# [TASK DIRECTIONS]
Please return every line of the material below that contains the string "garage", matching case exactly.

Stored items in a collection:

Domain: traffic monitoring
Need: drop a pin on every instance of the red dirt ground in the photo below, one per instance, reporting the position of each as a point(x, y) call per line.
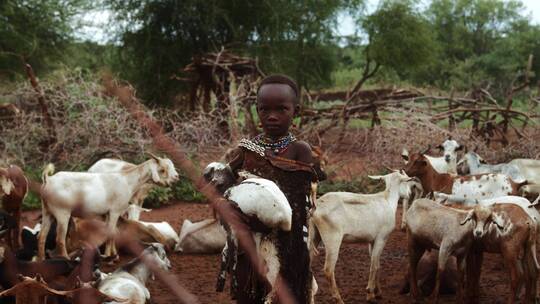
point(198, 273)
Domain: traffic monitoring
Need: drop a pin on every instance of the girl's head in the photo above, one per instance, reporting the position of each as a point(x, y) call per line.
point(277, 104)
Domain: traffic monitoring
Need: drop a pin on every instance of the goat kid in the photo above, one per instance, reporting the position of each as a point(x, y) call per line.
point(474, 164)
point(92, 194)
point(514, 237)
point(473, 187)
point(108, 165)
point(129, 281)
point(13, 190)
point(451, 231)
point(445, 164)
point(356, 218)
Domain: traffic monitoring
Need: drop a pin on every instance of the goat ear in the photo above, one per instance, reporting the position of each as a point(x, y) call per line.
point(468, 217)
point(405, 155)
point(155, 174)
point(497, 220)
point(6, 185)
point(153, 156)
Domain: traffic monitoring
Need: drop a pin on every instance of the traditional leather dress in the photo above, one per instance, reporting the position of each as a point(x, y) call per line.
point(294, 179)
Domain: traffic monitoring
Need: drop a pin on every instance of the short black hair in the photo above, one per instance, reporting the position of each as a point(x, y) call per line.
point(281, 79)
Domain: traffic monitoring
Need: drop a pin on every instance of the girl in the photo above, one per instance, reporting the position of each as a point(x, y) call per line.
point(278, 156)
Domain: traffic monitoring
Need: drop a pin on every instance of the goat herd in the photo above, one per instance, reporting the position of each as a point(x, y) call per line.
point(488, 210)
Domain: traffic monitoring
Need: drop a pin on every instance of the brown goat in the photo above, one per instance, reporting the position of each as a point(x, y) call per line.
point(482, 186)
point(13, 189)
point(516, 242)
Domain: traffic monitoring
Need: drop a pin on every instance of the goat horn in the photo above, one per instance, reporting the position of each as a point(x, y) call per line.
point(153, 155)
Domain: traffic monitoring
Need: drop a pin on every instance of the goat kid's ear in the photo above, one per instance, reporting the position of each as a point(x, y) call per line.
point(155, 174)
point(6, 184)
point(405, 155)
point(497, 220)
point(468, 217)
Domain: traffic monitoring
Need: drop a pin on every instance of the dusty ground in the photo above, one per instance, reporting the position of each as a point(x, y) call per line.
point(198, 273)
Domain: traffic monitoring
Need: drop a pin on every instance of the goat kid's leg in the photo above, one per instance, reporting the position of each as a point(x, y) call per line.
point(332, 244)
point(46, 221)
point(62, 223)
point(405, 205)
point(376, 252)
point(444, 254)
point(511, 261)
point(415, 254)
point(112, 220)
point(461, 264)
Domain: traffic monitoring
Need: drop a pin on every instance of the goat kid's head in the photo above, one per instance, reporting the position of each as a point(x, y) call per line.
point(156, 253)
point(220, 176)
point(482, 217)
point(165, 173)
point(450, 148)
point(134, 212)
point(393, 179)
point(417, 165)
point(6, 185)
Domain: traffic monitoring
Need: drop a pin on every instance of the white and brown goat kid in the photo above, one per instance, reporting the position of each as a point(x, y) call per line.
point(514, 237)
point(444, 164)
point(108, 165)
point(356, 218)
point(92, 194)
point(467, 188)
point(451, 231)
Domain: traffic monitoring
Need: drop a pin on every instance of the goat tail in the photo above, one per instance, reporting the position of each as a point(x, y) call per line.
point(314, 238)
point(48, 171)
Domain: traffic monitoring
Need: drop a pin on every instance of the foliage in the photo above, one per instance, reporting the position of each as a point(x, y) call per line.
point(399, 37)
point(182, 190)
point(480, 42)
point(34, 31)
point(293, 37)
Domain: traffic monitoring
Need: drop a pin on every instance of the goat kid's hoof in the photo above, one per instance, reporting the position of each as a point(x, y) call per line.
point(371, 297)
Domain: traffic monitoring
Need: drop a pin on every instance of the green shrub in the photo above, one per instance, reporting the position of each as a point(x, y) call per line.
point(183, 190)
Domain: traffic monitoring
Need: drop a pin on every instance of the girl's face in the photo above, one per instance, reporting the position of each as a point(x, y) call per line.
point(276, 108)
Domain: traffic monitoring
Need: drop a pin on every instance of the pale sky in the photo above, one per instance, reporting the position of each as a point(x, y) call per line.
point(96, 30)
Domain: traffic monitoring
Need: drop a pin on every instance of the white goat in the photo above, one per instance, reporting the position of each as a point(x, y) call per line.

---

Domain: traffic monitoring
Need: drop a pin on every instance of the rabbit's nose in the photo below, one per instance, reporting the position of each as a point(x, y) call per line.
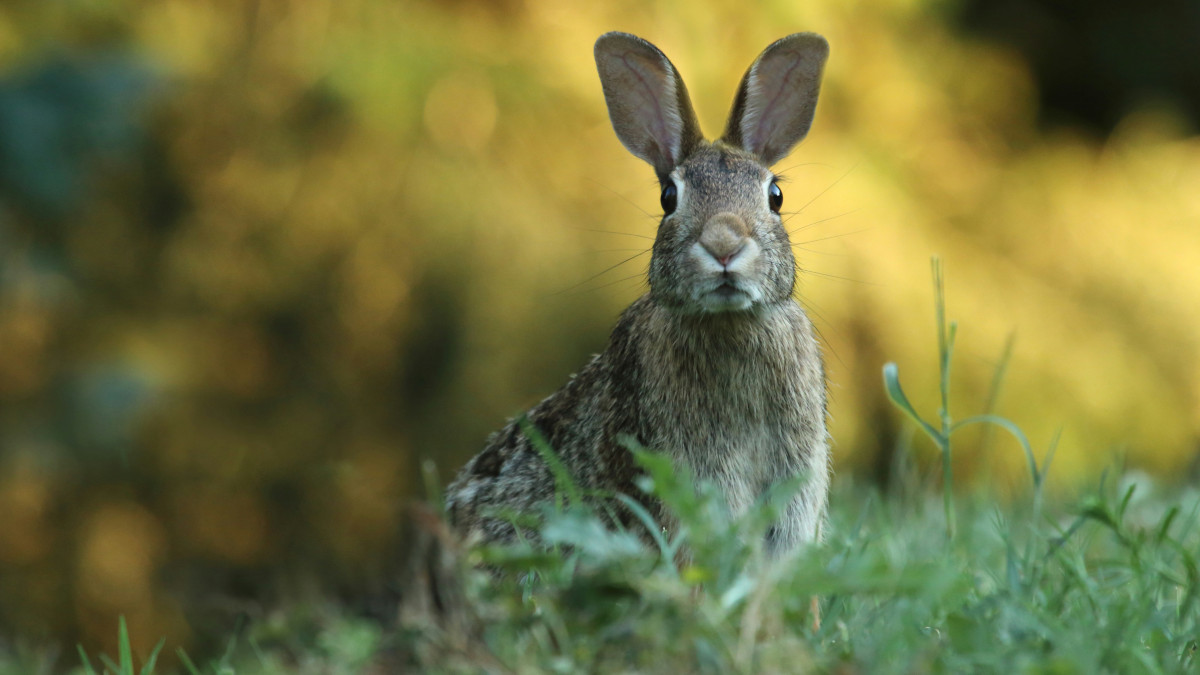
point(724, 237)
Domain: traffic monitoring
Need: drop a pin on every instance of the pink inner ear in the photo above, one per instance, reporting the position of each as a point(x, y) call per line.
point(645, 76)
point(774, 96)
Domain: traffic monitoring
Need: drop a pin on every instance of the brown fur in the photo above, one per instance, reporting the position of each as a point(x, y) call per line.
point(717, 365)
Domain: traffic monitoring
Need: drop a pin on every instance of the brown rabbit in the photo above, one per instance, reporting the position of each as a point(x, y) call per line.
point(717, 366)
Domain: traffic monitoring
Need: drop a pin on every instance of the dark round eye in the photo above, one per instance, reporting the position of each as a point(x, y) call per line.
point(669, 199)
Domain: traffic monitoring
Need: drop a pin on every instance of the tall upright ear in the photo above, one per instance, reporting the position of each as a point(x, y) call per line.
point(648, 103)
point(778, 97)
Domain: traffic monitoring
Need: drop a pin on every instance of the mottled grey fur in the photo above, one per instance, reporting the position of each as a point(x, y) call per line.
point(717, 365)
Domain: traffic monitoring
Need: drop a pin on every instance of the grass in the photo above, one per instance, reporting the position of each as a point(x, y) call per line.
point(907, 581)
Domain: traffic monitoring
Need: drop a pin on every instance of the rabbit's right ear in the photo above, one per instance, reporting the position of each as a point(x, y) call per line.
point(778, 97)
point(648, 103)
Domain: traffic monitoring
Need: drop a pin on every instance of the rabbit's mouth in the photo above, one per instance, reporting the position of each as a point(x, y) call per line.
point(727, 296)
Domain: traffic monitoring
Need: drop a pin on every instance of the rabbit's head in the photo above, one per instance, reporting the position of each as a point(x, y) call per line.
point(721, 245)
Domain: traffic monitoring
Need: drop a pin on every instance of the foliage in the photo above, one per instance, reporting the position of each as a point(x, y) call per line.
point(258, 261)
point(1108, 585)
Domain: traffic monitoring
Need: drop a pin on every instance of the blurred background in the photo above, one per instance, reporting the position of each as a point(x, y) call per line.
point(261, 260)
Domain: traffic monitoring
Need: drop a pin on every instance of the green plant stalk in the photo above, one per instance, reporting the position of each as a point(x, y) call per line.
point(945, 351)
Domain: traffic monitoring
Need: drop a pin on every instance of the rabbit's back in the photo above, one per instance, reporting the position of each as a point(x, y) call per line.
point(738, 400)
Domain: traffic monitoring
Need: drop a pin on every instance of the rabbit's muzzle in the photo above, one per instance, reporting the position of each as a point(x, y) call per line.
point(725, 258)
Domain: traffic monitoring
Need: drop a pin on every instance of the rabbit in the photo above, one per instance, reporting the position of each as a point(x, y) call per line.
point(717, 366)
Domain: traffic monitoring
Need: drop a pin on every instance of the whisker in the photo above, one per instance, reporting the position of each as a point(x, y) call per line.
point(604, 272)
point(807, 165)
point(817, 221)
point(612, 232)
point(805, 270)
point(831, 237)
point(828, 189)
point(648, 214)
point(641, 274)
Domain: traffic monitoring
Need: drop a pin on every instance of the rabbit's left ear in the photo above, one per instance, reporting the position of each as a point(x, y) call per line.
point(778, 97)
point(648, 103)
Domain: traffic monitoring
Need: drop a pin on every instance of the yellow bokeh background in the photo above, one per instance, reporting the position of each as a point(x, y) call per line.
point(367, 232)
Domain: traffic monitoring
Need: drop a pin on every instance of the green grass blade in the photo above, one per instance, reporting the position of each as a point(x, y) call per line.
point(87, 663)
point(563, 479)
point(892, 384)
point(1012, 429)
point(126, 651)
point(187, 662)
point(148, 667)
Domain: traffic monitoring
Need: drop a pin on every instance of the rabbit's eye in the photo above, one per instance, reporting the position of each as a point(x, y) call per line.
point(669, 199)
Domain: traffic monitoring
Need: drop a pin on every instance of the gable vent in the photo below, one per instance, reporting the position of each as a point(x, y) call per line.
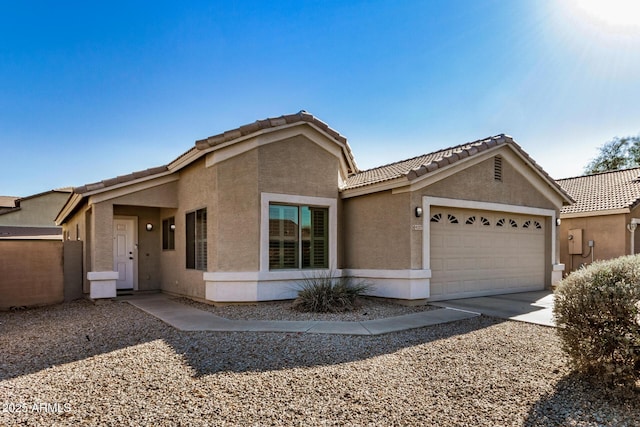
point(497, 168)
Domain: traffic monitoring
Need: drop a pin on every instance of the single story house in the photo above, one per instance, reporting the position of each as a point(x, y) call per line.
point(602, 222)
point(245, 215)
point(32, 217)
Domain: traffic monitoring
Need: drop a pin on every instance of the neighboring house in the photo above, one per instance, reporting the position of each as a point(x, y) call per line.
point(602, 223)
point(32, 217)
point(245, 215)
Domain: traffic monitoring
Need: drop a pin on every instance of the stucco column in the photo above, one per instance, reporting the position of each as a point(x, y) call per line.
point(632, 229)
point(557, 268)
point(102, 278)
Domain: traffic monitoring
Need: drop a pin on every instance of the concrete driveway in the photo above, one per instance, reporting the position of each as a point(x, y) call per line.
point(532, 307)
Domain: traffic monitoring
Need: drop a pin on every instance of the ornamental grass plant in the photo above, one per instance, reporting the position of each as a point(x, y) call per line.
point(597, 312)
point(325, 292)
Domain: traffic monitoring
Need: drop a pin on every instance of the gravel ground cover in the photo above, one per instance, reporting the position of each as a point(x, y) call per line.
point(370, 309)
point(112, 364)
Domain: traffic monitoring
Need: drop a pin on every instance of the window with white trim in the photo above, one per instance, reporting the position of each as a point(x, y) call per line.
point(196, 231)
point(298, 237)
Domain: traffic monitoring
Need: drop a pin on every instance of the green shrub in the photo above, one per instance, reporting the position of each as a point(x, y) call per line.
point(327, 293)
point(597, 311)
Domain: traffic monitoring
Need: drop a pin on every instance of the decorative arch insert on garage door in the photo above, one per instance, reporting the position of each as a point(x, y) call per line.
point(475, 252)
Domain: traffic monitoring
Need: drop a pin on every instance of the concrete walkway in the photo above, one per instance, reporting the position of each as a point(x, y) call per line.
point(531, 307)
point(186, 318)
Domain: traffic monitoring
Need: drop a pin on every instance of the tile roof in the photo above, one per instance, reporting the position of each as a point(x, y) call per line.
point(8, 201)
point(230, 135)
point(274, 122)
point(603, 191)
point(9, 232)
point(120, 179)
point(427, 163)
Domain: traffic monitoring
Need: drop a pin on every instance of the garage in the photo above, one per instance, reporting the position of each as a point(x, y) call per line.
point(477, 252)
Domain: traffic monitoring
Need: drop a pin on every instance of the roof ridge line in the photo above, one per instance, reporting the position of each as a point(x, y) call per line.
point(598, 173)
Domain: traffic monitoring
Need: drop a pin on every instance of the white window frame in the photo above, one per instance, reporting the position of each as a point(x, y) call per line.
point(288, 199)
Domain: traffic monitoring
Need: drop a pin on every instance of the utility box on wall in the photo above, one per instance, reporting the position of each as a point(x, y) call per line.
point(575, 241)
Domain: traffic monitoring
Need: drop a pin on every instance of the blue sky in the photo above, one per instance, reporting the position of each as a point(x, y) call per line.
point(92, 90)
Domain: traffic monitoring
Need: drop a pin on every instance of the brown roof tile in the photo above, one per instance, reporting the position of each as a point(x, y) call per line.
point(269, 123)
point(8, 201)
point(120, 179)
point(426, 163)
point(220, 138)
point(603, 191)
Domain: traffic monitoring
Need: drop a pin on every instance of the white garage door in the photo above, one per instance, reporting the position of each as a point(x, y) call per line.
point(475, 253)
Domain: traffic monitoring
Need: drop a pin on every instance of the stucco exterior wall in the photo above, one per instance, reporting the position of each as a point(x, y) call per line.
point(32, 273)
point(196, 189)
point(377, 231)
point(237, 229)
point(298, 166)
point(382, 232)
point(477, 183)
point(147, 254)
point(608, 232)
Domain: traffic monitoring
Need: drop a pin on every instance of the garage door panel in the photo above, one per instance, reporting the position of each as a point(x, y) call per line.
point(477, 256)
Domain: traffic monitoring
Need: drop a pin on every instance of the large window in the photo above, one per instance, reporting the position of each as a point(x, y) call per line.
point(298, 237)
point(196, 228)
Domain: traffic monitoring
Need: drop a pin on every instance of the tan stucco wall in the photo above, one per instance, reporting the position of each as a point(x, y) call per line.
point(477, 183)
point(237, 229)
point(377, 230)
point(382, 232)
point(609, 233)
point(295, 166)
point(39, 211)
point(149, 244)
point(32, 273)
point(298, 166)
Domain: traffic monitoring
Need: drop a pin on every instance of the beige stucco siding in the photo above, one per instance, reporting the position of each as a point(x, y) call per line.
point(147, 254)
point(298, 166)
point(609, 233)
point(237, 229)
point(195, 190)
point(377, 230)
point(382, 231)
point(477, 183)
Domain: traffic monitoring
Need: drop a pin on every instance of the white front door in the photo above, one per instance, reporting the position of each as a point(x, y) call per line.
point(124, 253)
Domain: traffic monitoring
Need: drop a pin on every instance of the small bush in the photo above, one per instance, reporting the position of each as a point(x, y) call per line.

# [SOLUTION]
Need: drop a pin on every instance of the decorative arch insert on garage door in the photo above, one per instance, reporting the position of each as a point(x, y) call per line.
Need: drop a pin on every instance of the garage in the photo above, one per instance, reporting the position of each as a point(x, y) call per line.
Need: drop a pin on every instance of the white garage door in the photo above, one per instance, reporting the position of each as a point(x, y) call per line.
Need: drop a pin on every instance of the garage door panel in the photo above, one per instance, reporting the position of each as a point(x, y) call per line.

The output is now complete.